> _本题数据_:

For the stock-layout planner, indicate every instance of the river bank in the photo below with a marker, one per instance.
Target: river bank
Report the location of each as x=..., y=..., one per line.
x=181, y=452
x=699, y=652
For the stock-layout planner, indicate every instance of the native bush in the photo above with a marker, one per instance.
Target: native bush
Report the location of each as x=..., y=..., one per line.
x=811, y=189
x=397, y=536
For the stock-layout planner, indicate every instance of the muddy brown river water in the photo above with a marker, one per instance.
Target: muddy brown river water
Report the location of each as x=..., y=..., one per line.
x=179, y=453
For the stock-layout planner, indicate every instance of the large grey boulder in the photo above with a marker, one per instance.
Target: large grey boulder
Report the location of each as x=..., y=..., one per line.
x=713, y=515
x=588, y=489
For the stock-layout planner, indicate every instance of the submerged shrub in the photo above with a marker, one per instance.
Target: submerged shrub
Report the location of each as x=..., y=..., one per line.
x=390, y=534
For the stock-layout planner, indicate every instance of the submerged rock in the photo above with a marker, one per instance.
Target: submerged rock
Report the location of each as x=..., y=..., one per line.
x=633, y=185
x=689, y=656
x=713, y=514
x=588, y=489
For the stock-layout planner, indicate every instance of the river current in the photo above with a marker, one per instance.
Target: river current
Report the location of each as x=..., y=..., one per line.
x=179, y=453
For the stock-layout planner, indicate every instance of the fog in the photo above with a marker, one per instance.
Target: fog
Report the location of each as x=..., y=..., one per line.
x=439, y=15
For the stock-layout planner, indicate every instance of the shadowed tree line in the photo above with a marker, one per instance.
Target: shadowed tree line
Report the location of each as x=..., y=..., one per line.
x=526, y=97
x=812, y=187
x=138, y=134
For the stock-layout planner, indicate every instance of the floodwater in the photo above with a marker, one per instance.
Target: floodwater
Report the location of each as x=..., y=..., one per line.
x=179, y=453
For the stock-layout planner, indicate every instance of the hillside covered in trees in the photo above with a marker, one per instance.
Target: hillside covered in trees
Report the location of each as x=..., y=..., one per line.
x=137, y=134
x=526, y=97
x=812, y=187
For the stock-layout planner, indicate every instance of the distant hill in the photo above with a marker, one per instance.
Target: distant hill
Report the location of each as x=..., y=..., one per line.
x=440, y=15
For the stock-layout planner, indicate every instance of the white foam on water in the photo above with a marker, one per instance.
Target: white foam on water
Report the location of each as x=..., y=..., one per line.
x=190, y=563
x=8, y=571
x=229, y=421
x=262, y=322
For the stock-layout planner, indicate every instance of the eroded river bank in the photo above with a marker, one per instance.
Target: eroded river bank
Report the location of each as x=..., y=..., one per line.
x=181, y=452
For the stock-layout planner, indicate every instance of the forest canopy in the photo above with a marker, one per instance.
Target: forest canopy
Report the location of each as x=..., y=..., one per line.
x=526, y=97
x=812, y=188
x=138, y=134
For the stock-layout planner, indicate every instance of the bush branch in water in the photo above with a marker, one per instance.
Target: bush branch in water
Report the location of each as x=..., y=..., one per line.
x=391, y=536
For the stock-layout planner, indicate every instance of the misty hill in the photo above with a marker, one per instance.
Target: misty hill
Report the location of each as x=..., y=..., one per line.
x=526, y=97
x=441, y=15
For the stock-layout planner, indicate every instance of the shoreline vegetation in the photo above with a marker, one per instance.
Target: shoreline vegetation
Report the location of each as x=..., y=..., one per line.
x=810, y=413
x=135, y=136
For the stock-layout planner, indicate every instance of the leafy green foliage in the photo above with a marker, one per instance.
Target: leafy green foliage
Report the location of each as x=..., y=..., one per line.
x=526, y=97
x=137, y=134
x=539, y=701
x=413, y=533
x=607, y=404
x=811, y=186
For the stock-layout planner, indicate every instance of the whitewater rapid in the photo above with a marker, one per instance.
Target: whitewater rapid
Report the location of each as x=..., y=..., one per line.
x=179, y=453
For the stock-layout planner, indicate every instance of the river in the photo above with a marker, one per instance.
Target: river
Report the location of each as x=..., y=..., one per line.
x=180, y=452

> _任务说明_: 把上面全部记录写成一个 JSON 字符串列表，每行一个字符串，空行不计。

> _任务解答_:
[
  "For the stock-layout planner, indicate every instance of the river bank in the photo below with a marker, one per instance.",
  "Target: river bank",
  "Report the location of each as x=..., y=..., one per line.",
  "x=181, y=452",
  "x=699, y=652",
  "For the stock-layout planner, indicate every instance of the native bush in the photo above with a marker, one per instance.",
  "Target: native bush",
  "Report the location of each as x=..., y=..., one per line.",
  "x=811, y=189",
  "x=397, y=536",
  "For the stock-layout planner, indicate every instance of the muddy brown river water in the photo above with a marker, one per instance.",
  "Target: muddy brown river water",
  "Report the location of each as x=..., y=..., one per line.",
  "x=179, y=453",
  "For the stock-layout planner, indicate every instance of the large grey boulder in the photo above with a marker, one per instance.",
  "Target: large grey boulder",
  "Report the location of each as x=..., y=..., one per line.",
  "x=713, y=515",
  "x=588, y=489",
  "For the stock-layout planner, indicate every instance of the submerged shrub in the photo above with a marker, one per instance.",
  "Target: submerged shrub",
  "Report the location of each as x=..., y=..., one per line.",
  "x=390, y=534",
  "For the stock-layout planner, indicate every instance of the submerged rock in the photo above with a marker, one per instance.",
  "Target: submerged rock",
  "Report the location of each as x=..., y=..., one per line.",
  "x=633, y=185",
  "x=689, y=656",
  "x=713, y=514",
  "x=588, y=489",
  "For the stock-layout planner, indicate every instance of the river current in the photo above with a marker, one per instance.",
  "Target: river current",
  "Report the location of each as x=..., y=..., one per line.",
  "x=179, y=453",
  "For the stock-layout planner, indicate every instance of the fog in the photo above with a marker, one per instance.",
  "Target: fog",
  "Report the location of each as x=..., y=..., one per line.",
  "x=439, y=15",
  "For the stock-layout planner, indicate every instance of the shadowed tree line in the photo above with a marker, one per instance.",
  "Target: shadowed tree line",
  "Report the location of each as x=..., y=..., one per line.",
  "x=526, y=97",
  "x=812, y=187",
  "x=138, y=134",
  "For the stock-layout planner, indicate every instance of the floodwater in the photo above with a marker, one per instance.",
  "Target: floodwater",
  "Report the location of each as x=..., y=..., one per line.",
  "x=179, y=453",
  "For the stock-layout planner, indicate every instance of the hillside covered in trees in the photo above with a marker, one per instance.",
  "Target: hillside covered in trees",
  "Report the location of each as x=..., y=..., one per line.",
  "x=137, y=134",
  "x=526, y=97",
  "x=812, y=187",
  "For the stock-layout planner, indicate every instance of the distant hill in the photo above with a marker, one per instance.",
  "Target: distant hill",
  "Report the location of each as x=..., y=..., one per line.",
  "x=440, y=15",
  "For the stock-layout planner, indicate every instance of the white foam on water in the photo above with a marker, one per instance.",
  "Target: white foam on water",
  "Report the location of each as x=..., y=..., one per line.",
  "x=190, y=563",
  "x=8, y=571",
  "x=229, y=421",
  "x=262, y=322",
  "For the stock-layout planner, indicate every instance of the eroded river bank in the photo above with a marker, one per instance.",
  "Target: eroded river bank",
  "Report the location of each as x=..., y=..., one per line.",
  "x=181, y=452",
  "For the stock-layout planner, indicate every instance of the forest canopy in the photo above with a marker, one per instance.",
  "Target: forest canopy",
  "Report the location of each as x=..., y=..., one per line.",
  "x=526, y=97",
  "x=812, y=188",
  "x=138, y=134",
  "For the stock-layout planner, indicate every instance of the bush branch in water in the photo above with a marker, one per instance.",
  "Target: bush branch in water",
  "Report the location of each as x=..., y=..., one per line.",
  "x=391, y=536",
  "For the stock-layout planner, indicate every instance of the misty hill in the photo above with a marker, one per instance.",
  "Target: misty hill",
  "Report the location of each as x=..., y=..., one per line.",
  "x=526, y=97",
  "x=441, y=15",
  "For the stock-layout planner, indicate every instance of the shoreline vegetation in the photo above with a marker, one per instance.",
  "Target: shoreline vegetation",
  "Report the location of each as x=..., y=..., one per line.",
  "x=810, y=413",
  "x=135, y=136",
  "For the stock-layout planner, indicate every instance of the leafy green foliage in the photo above with a marker, one per instance.",
  "Target: leafy green foliage",
  "Report the location of each as x=..., y=..., one per line.",
  "x=526, y=97",
  "x=137, y=134",
  "x=539, y=701",
  "x=413, y=533",
  "x=607, y=404",
  "x=811, y=186",
  "For the stock-layout planner, indicate every instance of the whitewater rapid in the photo above with a marker, one per instance.",
  "Target: whitewater rapid",
  "Report the location of each as x=..., y=..., one per line.",
  "x=179, y=453",
  "For the stock-layout planner, indicate every instance of the river in the photo above with a marker, one per instance.",
  "Target: river",
  "Report the location of each as x=..., y=..., one per line.",
  "x=180, y=452"
]